▸ What the task requires: Rewrite the records starting with the line that contains "Mark every instance of the fallen" and going on through the line that contains "(1008, 175)", replacing "Target" with "Object" and changing nothing else. Give only those lines.
─── Dataset extract ───
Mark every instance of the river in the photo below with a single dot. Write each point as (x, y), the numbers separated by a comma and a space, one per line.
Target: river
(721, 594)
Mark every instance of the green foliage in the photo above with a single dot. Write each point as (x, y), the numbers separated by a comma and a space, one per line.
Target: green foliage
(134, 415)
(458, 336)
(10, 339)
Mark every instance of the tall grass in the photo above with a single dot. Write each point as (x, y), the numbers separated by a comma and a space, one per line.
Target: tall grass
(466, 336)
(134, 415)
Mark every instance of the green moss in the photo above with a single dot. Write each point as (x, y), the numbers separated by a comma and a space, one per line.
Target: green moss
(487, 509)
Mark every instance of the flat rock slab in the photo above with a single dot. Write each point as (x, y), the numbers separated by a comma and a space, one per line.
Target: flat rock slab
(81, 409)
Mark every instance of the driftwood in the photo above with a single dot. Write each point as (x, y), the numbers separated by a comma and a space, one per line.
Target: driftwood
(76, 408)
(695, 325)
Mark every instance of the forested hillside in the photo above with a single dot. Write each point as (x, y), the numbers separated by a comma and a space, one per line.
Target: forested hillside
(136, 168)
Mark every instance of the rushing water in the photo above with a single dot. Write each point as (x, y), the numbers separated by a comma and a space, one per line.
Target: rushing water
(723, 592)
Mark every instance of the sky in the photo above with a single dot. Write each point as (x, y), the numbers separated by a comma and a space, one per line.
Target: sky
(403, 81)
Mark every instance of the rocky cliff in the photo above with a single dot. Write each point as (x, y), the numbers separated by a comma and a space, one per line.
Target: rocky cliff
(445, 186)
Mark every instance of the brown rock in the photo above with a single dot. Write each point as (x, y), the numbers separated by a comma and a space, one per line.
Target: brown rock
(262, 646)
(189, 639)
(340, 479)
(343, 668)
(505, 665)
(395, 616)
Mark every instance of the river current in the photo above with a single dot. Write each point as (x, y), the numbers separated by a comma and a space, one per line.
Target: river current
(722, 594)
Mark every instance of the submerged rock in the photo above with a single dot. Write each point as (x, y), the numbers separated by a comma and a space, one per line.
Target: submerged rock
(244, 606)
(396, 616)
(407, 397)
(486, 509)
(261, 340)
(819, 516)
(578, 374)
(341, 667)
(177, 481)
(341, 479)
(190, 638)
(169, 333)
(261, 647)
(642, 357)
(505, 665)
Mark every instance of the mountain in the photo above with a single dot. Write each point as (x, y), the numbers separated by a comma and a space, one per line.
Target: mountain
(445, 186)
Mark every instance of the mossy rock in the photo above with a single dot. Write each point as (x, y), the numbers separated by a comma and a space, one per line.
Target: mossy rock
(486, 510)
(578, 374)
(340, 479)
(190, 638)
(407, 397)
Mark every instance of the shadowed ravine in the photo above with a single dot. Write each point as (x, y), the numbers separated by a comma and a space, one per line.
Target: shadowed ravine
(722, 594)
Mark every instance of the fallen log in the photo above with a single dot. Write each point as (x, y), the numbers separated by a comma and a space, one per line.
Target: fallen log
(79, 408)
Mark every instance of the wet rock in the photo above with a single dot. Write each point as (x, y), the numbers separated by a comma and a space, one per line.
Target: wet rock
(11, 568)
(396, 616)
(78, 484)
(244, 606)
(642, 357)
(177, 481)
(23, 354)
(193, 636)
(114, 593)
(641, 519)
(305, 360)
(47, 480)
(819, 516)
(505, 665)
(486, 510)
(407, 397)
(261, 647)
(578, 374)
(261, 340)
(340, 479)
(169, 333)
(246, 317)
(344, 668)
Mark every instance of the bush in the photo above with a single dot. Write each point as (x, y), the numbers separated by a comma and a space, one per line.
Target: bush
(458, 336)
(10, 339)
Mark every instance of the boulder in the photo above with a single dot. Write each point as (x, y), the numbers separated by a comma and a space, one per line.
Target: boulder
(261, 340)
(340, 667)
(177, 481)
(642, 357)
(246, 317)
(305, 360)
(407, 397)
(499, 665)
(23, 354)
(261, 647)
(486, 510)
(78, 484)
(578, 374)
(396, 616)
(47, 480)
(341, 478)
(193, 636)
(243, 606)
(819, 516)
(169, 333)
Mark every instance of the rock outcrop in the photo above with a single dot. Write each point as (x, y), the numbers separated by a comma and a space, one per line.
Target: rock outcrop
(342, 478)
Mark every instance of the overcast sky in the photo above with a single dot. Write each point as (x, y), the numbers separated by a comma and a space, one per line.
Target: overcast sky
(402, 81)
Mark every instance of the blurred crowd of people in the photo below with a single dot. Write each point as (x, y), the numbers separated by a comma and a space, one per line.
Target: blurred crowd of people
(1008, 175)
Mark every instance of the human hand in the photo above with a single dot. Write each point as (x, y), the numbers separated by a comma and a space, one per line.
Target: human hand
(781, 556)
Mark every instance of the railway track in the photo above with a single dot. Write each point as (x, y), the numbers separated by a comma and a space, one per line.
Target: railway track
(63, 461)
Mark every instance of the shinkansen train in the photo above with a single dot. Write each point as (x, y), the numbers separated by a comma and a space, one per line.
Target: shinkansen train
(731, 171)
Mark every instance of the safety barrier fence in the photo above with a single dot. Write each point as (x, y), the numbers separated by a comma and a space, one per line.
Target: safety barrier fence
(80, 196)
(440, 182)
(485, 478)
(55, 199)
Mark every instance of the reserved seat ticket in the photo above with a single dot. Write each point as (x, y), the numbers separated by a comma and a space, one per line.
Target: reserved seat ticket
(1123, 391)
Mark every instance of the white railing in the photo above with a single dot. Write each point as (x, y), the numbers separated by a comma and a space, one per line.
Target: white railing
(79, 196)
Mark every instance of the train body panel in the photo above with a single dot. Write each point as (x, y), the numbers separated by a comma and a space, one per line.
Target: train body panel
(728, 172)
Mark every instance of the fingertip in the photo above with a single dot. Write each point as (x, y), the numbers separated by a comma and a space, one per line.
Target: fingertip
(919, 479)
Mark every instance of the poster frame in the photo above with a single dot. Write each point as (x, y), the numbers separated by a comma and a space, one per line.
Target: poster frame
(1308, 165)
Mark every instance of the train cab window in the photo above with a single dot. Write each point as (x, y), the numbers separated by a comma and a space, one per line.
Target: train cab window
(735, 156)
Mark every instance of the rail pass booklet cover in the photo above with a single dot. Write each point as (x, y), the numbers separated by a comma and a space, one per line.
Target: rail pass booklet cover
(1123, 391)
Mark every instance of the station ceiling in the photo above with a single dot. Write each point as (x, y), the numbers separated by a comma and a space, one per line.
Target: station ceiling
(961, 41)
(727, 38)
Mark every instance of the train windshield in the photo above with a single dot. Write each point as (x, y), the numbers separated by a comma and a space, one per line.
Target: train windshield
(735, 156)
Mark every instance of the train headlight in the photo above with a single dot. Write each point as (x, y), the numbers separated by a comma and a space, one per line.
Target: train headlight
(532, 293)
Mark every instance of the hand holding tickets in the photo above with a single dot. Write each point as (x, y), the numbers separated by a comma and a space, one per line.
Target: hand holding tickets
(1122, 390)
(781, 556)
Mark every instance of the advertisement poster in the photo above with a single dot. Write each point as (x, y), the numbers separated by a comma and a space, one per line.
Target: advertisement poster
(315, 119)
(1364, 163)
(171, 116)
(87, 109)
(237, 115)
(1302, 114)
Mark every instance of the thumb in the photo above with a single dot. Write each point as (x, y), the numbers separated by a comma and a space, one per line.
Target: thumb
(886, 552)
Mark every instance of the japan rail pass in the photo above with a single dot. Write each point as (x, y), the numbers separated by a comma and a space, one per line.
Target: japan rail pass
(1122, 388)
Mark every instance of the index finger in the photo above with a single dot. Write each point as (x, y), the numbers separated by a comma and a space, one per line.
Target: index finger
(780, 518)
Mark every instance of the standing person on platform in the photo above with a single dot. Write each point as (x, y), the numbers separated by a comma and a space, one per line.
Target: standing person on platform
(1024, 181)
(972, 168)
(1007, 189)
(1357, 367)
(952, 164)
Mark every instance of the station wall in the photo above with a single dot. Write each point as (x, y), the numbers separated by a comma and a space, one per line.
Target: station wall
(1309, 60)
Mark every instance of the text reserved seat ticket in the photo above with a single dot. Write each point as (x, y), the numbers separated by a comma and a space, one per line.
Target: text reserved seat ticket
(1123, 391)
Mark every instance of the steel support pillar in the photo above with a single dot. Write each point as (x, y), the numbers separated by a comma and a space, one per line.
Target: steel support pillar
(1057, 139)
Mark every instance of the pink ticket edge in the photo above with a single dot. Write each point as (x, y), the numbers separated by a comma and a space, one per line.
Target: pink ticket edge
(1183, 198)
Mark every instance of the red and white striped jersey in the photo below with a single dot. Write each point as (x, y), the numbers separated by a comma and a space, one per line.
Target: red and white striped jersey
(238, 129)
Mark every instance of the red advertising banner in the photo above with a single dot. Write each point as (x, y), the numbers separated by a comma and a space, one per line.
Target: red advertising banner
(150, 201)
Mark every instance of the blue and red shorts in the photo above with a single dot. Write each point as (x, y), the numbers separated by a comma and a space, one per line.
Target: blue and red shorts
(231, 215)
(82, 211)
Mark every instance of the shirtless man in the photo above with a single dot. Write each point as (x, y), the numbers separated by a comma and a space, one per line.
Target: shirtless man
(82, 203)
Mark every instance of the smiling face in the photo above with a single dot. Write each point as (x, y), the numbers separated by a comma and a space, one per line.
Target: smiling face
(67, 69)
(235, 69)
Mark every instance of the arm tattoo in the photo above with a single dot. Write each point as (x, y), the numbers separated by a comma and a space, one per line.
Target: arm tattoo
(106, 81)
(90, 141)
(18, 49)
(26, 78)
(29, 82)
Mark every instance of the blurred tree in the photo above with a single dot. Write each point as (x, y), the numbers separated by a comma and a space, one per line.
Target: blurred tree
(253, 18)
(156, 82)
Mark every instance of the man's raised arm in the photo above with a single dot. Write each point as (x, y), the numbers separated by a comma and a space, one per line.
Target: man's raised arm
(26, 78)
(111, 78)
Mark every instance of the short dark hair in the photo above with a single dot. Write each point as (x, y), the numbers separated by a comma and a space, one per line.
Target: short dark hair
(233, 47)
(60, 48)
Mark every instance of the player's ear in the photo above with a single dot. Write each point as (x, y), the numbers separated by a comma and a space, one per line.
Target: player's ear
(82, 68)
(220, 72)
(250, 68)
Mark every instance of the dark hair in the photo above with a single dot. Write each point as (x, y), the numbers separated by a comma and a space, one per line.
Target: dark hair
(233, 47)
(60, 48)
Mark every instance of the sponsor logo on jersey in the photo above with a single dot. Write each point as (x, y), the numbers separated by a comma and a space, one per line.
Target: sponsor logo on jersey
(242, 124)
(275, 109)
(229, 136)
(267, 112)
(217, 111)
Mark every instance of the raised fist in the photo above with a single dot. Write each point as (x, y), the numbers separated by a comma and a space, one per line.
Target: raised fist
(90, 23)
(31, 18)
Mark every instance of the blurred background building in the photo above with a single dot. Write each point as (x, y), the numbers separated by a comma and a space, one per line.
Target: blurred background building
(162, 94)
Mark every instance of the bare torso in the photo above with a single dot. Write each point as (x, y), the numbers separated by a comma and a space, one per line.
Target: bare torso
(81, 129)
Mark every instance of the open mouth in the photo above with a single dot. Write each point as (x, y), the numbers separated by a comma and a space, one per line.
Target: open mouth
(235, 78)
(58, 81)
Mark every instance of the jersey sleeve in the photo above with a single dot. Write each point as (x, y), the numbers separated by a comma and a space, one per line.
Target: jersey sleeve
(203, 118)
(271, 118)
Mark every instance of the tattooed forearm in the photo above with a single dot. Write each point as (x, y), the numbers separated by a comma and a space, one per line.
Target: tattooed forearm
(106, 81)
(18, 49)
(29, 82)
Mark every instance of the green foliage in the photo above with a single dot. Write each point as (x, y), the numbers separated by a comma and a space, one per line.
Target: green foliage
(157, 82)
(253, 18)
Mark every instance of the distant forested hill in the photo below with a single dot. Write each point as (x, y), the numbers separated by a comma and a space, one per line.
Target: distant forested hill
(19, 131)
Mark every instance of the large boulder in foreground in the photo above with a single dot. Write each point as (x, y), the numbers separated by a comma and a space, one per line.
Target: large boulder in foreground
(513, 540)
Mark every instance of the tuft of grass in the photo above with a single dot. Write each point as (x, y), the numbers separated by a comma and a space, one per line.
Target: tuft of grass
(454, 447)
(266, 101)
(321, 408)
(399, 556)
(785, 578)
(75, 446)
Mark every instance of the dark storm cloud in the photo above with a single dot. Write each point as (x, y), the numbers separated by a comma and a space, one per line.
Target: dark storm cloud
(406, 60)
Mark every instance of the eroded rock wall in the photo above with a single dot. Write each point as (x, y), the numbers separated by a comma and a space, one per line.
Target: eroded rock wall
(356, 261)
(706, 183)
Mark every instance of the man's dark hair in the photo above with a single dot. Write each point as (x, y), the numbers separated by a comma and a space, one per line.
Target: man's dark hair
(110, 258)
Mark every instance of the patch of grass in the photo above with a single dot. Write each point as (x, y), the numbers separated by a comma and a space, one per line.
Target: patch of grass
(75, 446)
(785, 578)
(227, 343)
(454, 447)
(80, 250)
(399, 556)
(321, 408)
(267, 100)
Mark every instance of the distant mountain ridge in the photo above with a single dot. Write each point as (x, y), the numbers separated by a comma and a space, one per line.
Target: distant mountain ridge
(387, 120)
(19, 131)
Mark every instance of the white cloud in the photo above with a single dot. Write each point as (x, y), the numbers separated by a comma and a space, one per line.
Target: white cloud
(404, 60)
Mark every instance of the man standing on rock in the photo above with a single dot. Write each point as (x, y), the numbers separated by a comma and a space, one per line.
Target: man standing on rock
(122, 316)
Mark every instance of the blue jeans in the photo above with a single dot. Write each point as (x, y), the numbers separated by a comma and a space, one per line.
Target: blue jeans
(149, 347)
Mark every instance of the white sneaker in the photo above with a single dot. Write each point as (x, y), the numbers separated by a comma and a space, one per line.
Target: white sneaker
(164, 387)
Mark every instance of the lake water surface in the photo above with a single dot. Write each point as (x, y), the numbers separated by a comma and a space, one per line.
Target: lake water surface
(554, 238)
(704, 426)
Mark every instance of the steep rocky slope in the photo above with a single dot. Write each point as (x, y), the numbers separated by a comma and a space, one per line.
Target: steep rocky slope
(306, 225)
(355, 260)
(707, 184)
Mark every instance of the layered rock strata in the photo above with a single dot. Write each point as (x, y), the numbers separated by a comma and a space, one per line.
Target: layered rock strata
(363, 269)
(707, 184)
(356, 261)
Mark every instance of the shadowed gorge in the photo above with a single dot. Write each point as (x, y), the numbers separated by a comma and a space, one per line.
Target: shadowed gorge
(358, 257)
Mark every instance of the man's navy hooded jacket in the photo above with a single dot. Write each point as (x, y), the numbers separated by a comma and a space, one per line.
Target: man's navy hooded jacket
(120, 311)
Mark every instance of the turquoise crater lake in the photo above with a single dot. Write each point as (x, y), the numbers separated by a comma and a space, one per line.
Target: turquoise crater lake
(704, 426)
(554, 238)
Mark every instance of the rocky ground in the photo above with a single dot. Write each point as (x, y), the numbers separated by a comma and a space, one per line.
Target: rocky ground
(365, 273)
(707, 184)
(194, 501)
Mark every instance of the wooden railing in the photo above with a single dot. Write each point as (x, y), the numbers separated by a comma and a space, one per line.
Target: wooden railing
───
▸ Response for this exercise:
Mark every instance of the fallen log in the photo above with a single dot. Write each point as (x, y), the numbers separated by a comma and a space, one per line.
Object: fallen log
(79, 408)
Mark every instance of the wet rock in the photo above with a single dot. Write each point as (x, y), the numbers separated by a comma and a space, one per line.
Object: wet rock
(11, 568)
(396, 616)
(78, 484)
(244, 606)
(642, 357)
(177, 481)
(23, 354)
(193, 636)
(114, 593)
(641, 519)
(305, 360)
(47, 480)
(819, 516)
(505, 665)
(486, 510)
(407, 397)
(261, 647)
(578, 374)
(261, 340)
(340, 479)
(169, 333)
(246, 317)
(344, 668)
Mark every instance of the bush in the photo above with a single dot. Write each point as (x, y), the numbers separated by a comma and a space, one per line.
Object: bush
(458, 336)
(10, 339)
Mark every instance of the boulder in the photo above with a single dot. Write each point as (x, y), the numbers separated by a comma and a space, one per line.
Object: boulder
(261, 340)
(340, 667)
(177, 481)
(642, 357)
(246, 317)
(305, 360)
(407, 397)
(499, 665)
(23, 354)
(261, 647)
(486, 510)
(78, 484)
(578, 374)
(396, 616)
(47, 480)
(341, 478)
(193, 636)
(243, 606)
(819, 516)
(169, 333)
Mark every instance of the rock outcrop in the photo above with a single dot. Write each point as (x, y), the numbers separated by a comma and a space, one per line.
Object: rock outcrop
(342, 478)
Mark every instance of the overcast sky in the photo above with a single dot. Write each point as (x, y), the numbers separated by a comma and a space, one per line.
Object: overcast sky
(402, 81)
Mark every instance of the blurred crowd of people in the photo below with a single dot. Write each point as (x, y), the numbers separated by a comma and a space, one per line.
Object: blurred crowd of people
(1008, 175)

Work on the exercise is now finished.